## Task list
a - Write out the passage of the poppy article below, from "But, as most" up to and including "on Remembrance Day.", word for word.
b - List every person named in the poppy article below.

By MARY FRAN McQUADE
To a gardener, it’s odd that poppies are so prominent in November.
Cold-loving chrysanthemums make more sense at this time of year. Lately, even Christmas greens and trees are already appearing in garden shops.
The bright red poppy rightfully belongs to the month of August, the hot harvest-time.
But, as most Canadians know, all that changed in 1915. That’s the year John McCrae, poet-surgeon-soldier from Guelph, Ontario, wrote and published his historic poem, In Flanders Fields.
In three short verses, a field of blooming corn poppies (Papaver rhoeas) were forever linked with the thousands of fallen soldiers at Ypres, Belgium.
Inspired by McCrae’s poem, an American woman named Moina Michael is thought to have started the custom of wearing poppies in honour of war veterans. A century later, after still more wars, we continue to wear poppies on Remembrance Day.
Such a lovely flower to carry so much weight on its slender stem.
Real-life beauties
With poppies so prominent this month, you might like to think about adding them to your garden in the spring.
Just the sight of the glorious living flowers will drive sad thoughts out of your head.
That’s only right, because back when people believed Greek and Roman gods were running things, poppies were associated with fertility, as well as sleep and ease of pain. Even now, hospitals use pain-relievers like morphine and codeine that are derived from opium poppies.

## Extracted entries
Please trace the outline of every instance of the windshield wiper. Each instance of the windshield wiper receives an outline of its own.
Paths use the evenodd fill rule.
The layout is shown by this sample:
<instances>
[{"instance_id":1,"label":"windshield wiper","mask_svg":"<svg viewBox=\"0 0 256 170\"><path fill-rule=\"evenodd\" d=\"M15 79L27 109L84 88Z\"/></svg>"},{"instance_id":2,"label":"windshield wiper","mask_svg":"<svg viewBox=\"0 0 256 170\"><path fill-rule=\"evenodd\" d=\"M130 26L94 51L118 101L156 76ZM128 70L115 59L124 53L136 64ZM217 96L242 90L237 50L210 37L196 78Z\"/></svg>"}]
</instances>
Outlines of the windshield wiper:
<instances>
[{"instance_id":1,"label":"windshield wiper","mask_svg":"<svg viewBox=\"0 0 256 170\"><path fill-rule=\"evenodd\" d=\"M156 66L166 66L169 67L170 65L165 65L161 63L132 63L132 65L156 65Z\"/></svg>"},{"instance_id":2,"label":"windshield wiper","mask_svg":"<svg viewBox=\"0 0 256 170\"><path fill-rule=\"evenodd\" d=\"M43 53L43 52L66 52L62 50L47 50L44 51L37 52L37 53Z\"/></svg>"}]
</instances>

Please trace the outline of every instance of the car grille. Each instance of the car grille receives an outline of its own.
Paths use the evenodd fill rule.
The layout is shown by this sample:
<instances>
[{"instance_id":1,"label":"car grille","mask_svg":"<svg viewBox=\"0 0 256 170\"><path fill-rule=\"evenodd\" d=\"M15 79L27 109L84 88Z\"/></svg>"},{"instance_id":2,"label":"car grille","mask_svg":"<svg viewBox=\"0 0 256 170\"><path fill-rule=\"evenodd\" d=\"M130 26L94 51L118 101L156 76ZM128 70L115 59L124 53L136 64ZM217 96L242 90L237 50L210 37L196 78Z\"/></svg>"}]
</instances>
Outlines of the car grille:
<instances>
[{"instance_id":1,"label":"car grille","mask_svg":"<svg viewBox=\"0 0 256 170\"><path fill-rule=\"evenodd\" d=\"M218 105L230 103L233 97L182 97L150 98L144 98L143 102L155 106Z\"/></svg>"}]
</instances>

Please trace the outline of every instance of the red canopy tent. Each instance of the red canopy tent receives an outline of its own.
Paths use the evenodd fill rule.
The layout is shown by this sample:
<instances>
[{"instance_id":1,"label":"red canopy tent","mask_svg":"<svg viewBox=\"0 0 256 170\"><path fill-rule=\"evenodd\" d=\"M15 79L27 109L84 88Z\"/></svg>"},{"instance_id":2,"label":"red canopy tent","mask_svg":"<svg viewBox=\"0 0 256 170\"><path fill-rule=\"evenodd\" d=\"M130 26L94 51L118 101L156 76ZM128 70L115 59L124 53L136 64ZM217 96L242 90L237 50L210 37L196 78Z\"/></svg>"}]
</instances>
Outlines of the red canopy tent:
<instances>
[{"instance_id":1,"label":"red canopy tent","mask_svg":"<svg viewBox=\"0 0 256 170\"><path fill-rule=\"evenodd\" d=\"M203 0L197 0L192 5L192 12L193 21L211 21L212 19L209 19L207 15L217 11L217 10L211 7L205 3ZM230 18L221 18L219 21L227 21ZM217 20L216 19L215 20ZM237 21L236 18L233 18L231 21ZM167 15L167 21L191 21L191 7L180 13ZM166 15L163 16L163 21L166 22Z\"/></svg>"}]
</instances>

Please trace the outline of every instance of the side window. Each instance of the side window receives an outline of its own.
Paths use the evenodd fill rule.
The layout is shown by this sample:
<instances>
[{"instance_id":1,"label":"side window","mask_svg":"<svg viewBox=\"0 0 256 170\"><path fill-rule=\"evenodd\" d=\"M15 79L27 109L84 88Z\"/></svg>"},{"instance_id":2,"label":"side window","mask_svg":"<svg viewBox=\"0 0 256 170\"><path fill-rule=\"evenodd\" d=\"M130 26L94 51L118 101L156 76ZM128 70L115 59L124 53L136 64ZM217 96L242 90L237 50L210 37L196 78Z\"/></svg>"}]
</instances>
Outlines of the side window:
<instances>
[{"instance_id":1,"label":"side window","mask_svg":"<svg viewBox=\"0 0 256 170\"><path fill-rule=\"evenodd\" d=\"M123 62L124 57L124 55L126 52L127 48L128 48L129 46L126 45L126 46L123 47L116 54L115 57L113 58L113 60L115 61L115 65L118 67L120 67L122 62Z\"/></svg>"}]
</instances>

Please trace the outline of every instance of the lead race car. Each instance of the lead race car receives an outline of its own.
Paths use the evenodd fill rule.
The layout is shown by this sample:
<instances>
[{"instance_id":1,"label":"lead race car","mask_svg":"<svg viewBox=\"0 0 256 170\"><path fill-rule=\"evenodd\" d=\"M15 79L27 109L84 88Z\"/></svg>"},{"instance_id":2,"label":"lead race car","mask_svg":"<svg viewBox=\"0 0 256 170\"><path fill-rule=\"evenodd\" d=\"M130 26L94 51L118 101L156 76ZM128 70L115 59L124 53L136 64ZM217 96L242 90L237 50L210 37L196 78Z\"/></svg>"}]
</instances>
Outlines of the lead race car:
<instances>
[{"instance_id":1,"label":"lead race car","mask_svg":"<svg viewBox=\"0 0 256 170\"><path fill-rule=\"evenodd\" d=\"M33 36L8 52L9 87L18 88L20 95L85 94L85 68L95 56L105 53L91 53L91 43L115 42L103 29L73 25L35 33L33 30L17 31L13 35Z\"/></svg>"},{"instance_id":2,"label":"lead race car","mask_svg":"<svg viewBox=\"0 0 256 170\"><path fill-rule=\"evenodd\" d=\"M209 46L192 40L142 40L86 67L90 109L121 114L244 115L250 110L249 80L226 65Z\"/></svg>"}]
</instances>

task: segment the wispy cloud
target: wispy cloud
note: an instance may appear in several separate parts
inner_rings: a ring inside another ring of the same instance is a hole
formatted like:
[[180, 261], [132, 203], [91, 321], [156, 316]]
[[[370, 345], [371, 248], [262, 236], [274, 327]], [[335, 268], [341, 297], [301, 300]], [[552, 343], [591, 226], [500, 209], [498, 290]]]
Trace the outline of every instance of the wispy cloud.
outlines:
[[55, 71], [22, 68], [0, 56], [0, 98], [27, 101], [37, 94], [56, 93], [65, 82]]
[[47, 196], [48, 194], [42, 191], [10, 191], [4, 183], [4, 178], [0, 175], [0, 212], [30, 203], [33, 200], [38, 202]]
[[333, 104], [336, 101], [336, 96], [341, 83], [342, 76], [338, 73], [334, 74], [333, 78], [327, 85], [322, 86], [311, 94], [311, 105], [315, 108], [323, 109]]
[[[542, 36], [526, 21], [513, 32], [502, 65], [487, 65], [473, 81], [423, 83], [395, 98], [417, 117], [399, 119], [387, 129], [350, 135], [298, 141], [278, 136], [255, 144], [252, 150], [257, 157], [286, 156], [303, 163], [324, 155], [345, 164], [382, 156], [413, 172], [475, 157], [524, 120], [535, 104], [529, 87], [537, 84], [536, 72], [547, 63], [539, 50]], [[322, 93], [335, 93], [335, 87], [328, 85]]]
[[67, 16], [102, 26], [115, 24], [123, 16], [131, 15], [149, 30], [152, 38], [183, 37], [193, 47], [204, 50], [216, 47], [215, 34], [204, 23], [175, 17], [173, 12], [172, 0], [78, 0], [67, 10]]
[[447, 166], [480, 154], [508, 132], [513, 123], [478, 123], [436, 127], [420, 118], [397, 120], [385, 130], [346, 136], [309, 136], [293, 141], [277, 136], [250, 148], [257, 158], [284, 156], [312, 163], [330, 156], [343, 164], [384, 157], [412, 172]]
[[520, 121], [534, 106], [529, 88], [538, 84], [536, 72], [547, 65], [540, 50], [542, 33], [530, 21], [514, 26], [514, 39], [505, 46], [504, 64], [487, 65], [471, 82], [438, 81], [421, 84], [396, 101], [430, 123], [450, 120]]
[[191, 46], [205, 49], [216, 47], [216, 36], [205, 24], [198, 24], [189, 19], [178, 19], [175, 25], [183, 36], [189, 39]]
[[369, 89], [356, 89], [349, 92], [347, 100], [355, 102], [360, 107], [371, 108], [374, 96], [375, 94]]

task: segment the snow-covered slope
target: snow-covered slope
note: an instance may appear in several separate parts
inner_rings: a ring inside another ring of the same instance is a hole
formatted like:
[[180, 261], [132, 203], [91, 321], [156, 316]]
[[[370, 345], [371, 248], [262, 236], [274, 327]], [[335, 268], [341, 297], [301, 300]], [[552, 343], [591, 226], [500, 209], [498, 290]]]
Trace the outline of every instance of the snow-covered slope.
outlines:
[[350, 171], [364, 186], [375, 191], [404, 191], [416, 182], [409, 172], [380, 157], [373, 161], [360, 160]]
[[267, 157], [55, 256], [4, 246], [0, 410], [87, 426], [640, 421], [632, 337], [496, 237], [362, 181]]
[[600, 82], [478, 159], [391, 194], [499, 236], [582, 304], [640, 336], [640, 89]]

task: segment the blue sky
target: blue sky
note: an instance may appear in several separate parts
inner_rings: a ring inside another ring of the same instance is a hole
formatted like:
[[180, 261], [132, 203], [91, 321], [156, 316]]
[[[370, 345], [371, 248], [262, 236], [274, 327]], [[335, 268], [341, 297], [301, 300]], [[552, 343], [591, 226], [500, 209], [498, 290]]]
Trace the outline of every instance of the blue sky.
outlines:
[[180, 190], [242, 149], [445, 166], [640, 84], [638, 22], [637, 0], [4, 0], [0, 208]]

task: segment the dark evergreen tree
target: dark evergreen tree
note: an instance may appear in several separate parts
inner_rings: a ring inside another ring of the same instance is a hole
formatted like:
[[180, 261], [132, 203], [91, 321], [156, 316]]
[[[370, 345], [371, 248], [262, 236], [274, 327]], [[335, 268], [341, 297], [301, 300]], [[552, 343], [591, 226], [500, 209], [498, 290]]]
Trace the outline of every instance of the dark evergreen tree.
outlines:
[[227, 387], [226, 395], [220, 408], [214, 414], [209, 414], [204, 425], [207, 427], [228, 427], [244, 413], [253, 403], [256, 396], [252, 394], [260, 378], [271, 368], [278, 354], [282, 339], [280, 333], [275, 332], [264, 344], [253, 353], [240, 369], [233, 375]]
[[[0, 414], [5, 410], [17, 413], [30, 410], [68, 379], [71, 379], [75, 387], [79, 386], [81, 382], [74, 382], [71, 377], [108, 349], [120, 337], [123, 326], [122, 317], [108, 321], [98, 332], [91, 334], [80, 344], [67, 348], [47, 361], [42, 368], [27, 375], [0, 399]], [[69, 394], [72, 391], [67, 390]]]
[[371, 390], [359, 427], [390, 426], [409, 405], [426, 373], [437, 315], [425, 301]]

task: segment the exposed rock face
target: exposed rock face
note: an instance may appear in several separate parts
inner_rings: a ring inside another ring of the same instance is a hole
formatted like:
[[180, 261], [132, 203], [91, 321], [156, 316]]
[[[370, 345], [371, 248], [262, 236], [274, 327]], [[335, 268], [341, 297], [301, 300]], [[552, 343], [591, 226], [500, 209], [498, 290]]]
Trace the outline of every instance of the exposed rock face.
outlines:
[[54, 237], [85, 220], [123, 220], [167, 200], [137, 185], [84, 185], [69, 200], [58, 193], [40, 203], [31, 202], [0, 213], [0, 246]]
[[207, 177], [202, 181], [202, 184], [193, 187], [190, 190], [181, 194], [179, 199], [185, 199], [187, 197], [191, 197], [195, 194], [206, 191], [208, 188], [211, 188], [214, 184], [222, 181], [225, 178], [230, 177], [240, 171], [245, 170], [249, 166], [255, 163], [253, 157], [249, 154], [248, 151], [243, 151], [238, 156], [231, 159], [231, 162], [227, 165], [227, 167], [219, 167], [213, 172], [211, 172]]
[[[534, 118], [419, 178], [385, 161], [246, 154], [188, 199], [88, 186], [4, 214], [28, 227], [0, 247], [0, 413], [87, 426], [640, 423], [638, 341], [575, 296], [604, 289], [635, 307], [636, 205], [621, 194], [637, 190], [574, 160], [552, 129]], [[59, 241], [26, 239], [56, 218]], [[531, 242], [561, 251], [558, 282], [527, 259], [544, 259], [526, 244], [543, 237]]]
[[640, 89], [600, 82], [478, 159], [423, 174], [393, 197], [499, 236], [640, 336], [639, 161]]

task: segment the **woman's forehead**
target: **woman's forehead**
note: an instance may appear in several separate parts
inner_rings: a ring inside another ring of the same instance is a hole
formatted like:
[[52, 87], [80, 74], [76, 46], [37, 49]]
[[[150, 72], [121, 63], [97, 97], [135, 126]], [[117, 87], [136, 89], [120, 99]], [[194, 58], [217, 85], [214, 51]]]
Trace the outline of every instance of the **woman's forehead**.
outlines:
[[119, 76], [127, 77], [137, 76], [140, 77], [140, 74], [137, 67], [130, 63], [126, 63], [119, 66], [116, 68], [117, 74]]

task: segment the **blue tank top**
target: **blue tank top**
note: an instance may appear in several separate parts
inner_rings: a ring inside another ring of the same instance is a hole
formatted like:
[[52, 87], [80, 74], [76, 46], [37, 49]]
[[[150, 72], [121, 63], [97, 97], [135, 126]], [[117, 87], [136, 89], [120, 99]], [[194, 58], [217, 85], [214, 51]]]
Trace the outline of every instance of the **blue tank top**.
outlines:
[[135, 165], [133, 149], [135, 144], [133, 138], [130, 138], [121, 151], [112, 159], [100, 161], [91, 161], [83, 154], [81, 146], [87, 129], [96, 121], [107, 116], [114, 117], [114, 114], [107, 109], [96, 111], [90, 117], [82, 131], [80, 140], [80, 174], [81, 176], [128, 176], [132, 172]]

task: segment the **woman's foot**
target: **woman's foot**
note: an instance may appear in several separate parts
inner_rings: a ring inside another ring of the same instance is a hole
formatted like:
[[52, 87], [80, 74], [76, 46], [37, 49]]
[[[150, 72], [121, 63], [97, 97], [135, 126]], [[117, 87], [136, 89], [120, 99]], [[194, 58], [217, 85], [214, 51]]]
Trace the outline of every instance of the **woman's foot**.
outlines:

## Responses per task
a -
But, as most Canadians know, all that changed in 1915. That’s the year John McCrae, poet-surgeon-soldier from Guelph, Ontario, wrote and published his historic poem, In Flanders Fields.
In three short verses, a field of blooming corn poppies (Papaver rhoeas) were forever linked with the thousands of fallen soldiers at Ypres, Belgium.
Inspired by McCrae’s poem, an American woman named Moina Michael is thought to have started the custom of wearing poppies in honour of war veterans. A century later, after still more wars, we continue to wear poppies on Remembrance Day.

b - Mary Fran McQuade, John McCrae, Moina Michael